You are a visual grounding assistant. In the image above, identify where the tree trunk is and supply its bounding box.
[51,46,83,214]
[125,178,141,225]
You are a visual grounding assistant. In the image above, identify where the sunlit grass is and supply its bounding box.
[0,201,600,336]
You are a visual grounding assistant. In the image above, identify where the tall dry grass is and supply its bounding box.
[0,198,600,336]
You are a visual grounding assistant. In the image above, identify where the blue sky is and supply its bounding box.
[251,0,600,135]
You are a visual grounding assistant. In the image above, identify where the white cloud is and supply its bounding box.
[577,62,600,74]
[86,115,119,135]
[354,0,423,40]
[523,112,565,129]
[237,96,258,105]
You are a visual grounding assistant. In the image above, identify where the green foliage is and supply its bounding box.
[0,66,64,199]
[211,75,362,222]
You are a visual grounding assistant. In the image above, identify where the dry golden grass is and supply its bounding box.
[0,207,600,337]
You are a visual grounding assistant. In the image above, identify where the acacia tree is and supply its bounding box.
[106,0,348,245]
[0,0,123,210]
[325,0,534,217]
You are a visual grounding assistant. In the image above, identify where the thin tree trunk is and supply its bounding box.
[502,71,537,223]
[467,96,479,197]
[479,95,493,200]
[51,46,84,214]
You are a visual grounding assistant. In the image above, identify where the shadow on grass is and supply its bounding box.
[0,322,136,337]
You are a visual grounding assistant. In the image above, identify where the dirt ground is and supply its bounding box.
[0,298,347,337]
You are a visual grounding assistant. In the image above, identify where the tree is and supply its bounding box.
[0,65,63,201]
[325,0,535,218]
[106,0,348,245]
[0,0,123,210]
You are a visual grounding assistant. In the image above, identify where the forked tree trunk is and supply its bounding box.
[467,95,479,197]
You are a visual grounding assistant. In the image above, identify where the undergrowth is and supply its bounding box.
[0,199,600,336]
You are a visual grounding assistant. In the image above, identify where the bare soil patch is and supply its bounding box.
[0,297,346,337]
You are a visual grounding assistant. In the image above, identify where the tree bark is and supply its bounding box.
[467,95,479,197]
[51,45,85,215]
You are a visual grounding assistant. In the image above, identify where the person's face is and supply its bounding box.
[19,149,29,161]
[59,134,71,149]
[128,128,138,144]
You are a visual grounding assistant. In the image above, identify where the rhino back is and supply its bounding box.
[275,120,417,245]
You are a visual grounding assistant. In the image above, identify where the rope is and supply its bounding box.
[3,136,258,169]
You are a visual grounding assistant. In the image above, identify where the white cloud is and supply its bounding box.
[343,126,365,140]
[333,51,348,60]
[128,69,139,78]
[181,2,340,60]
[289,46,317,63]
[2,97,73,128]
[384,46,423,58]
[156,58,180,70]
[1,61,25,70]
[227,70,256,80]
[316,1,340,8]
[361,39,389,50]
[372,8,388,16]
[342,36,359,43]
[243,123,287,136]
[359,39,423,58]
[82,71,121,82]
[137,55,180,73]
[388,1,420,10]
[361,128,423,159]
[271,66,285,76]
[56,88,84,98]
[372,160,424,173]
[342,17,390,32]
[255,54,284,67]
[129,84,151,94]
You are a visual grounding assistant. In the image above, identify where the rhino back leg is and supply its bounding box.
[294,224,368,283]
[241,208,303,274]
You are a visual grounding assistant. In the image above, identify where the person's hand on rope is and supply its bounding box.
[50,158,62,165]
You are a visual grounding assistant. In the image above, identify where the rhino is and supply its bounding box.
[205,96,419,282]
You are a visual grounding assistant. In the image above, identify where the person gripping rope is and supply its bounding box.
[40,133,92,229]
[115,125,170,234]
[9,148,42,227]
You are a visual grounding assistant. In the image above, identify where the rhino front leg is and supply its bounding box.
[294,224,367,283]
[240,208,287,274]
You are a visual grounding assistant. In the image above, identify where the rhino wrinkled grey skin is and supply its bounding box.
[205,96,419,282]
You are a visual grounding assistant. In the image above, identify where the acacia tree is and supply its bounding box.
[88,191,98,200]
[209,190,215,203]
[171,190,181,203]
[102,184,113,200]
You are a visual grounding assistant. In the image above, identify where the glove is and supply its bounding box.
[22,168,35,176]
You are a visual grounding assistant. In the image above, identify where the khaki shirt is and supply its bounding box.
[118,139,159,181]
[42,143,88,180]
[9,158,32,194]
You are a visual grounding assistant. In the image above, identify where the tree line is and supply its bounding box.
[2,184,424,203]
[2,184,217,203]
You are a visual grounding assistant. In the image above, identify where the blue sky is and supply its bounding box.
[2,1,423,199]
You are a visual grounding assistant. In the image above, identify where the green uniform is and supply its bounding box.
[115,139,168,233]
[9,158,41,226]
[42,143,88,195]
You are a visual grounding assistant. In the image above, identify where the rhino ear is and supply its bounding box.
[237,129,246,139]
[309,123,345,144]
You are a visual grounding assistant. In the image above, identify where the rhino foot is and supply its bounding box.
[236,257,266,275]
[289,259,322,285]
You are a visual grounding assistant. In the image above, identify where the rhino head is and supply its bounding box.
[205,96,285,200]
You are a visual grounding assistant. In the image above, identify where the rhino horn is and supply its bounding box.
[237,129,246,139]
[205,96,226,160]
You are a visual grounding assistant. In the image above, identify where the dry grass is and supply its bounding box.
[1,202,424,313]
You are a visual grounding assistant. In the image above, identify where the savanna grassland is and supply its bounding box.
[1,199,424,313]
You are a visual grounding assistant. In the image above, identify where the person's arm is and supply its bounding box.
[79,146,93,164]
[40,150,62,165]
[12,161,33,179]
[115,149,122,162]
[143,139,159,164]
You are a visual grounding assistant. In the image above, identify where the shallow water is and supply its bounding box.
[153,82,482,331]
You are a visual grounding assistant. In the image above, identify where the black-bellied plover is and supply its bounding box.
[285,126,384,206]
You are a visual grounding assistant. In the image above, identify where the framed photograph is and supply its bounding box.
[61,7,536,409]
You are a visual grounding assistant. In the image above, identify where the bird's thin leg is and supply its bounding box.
------------------------------------------------------------------------
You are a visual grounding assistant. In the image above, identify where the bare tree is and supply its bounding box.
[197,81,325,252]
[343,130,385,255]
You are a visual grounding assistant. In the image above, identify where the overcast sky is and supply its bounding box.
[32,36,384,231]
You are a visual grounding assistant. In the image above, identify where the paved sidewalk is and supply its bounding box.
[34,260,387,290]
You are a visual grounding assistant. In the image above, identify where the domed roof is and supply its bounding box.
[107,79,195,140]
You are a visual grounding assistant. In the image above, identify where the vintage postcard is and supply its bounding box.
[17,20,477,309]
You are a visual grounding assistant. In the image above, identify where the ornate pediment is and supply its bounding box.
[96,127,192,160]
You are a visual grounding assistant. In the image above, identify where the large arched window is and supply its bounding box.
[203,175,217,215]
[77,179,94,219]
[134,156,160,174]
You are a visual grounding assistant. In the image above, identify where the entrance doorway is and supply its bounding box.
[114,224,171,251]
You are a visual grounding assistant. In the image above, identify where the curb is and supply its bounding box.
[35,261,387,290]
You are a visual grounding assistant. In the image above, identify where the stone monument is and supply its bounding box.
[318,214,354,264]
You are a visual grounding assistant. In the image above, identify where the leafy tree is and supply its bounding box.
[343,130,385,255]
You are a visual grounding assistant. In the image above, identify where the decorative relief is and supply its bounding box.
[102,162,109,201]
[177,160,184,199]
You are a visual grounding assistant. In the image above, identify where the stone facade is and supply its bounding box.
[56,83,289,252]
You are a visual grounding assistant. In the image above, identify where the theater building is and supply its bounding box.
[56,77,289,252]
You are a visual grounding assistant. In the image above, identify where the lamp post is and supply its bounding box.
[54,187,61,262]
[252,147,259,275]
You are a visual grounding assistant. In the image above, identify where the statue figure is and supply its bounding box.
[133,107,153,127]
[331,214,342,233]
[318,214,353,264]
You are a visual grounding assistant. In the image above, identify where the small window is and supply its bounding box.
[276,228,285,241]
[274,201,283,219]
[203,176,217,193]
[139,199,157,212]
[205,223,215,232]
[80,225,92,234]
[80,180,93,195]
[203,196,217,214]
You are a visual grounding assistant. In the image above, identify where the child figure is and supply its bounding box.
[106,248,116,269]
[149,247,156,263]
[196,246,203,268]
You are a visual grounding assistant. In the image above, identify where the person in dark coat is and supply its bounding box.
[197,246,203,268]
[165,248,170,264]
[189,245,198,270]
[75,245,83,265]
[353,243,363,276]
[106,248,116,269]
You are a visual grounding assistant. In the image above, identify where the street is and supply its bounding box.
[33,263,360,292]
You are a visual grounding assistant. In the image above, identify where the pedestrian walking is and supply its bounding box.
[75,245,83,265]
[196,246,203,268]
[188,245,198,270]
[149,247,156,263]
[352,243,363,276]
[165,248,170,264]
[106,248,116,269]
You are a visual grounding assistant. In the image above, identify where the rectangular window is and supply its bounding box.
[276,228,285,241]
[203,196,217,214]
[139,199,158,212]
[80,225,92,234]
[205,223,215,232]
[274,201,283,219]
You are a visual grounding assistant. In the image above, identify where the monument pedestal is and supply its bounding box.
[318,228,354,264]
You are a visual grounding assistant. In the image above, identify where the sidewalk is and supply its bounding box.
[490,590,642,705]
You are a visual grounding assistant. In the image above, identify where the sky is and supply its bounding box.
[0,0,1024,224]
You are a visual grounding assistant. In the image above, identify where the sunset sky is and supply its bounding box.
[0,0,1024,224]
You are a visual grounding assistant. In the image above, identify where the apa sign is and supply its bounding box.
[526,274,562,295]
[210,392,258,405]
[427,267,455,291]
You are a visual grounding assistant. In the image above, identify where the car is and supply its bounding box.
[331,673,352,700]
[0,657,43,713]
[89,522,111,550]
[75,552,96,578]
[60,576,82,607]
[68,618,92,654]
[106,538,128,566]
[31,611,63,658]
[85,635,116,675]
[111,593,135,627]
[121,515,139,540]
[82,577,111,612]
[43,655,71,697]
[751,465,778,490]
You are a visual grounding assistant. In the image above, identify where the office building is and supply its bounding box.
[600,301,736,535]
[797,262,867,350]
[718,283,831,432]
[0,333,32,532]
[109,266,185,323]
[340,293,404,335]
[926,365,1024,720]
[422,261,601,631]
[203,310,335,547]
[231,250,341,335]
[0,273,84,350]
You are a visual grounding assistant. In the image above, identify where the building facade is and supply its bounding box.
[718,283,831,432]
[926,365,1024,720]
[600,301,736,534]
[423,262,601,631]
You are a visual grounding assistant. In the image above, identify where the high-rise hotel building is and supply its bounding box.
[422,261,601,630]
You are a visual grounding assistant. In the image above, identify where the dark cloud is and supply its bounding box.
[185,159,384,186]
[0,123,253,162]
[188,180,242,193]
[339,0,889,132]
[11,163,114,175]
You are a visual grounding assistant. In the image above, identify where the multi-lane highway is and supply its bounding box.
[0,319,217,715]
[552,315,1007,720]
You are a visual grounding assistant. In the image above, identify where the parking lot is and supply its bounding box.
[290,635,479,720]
------------------------------------------------------------------------
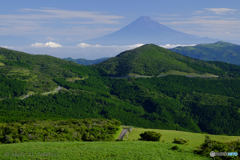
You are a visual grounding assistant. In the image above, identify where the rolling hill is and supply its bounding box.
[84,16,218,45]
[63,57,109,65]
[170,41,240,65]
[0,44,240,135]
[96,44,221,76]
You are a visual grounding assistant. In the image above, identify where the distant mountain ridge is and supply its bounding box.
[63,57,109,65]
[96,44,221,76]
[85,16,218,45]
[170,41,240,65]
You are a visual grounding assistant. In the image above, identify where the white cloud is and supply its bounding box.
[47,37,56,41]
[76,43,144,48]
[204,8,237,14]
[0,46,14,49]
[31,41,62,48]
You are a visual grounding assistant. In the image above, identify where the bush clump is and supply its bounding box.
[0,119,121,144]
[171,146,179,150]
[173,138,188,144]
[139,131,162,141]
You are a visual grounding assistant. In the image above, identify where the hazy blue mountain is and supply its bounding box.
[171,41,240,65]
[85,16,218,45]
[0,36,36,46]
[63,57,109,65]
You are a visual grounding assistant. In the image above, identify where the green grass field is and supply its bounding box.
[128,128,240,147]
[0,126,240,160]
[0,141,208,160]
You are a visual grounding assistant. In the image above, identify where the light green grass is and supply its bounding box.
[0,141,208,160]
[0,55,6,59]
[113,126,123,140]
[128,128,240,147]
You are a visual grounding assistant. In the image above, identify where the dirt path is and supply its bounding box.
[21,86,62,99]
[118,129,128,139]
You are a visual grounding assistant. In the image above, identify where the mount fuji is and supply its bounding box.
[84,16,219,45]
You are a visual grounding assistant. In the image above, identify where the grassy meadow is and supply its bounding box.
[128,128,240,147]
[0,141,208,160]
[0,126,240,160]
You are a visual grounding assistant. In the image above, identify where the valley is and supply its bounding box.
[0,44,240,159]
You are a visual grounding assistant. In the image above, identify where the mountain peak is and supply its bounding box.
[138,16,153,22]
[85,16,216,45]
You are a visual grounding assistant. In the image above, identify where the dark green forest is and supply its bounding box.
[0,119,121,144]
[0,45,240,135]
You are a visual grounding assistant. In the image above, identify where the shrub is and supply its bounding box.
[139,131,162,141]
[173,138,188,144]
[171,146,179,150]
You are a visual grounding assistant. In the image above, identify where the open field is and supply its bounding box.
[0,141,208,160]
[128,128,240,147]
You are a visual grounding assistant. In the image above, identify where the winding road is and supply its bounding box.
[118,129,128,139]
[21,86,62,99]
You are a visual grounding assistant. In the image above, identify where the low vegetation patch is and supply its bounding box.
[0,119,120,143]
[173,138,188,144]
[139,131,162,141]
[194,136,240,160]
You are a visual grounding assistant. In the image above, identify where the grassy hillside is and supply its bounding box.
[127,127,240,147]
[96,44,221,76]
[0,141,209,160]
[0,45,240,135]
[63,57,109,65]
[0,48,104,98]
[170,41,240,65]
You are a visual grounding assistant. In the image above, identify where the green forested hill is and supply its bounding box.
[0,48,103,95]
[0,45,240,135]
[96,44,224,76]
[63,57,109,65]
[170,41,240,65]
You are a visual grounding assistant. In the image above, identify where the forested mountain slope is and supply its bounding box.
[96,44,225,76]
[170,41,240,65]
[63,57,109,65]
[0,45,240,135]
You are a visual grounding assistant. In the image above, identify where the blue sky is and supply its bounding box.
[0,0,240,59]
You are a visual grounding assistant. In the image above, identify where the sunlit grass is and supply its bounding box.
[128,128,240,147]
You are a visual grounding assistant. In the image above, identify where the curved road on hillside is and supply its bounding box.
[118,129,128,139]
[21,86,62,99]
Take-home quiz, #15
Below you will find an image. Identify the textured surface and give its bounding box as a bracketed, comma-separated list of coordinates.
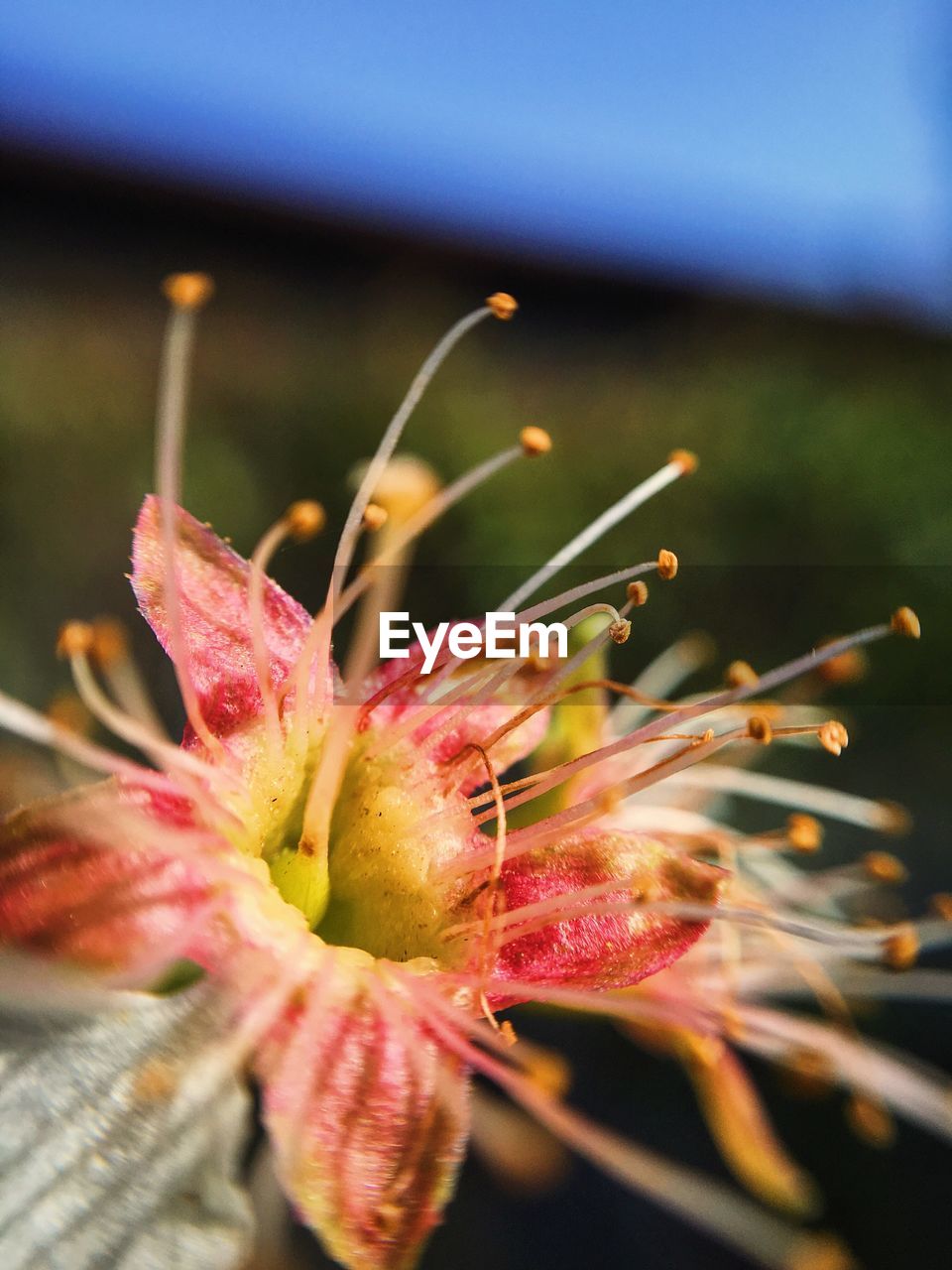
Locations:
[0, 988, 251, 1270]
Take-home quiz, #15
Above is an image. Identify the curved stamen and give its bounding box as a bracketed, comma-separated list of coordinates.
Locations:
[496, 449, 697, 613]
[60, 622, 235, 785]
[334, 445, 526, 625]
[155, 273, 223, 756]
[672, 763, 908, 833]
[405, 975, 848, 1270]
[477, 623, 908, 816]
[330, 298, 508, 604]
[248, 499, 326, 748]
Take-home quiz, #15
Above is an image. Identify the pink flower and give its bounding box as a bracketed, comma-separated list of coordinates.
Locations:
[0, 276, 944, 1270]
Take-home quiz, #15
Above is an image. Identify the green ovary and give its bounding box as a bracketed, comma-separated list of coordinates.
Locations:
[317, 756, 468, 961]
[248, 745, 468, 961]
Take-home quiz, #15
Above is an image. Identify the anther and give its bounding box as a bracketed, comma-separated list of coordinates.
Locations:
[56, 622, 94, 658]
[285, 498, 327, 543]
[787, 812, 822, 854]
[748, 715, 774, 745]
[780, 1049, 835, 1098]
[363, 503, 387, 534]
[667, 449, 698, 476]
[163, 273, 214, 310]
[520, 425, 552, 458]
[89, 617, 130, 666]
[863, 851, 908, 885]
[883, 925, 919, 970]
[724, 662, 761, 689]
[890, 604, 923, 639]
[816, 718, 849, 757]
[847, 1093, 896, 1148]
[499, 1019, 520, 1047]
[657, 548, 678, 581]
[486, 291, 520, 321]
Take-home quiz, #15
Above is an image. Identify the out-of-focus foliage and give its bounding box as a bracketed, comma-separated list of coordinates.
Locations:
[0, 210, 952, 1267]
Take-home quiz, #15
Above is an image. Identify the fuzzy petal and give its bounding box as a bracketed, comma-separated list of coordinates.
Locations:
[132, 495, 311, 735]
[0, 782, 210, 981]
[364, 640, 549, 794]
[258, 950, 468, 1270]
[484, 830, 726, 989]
------------------------------------------------------------------------
Rewrite the items as a two-column CSV with the header text,answer, starting with the line that contains "pediment is and supply its bounding box." and going on through the line that contains "[318,214,354,264]". Give one row per item and put each field in double quotes, with any line breaks changed to spaces.

**Output for this task**
text,answer
"You are a visual grounding assistant. In the image above, identify where the ornate pediment is and supply its bounding box.","[96,127,192,160]"
"You are a visual grounding assistant. In the image above, identify where the large arched window is and supply its bounding box.","[203,175,217,215] [77,179,94,219] [134,156,160,174]"
"You are a visual grounding assistant. In the image above, identify where the entrance doorway is and supply its bounding box.","[114,224,171,251]"
"You are a visual grounding assistant. In the image above, identify where the curb is and supply its bounding box.","[35,261,387,290]"
"You are a visual grounding assistant. In the image above, identify where the stone monument is and supply its bounding box.","[318,214,354,264]"